■ What you will do: From the entries below, copy every line that has the word "instance".

■ Material for this exercise:

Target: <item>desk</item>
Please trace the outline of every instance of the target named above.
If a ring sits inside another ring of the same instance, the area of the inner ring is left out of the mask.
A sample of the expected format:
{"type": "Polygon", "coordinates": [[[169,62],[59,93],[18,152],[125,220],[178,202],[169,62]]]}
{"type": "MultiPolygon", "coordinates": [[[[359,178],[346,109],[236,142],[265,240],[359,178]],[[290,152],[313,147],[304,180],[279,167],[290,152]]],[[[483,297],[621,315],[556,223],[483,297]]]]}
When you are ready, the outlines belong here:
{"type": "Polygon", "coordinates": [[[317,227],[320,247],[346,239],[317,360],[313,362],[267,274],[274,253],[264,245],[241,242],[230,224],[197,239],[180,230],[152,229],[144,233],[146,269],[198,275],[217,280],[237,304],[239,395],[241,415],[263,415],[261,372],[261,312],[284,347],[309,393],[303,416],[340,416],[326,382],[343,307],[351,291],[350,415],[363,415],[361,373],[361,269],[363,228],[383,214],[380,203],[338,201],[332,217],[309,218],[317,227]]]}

■ Written response:
Please trace the outline of every instance of the target named above.
If a ring sits inside another ring of the same instance, the area of the inner ring is left out of the mask.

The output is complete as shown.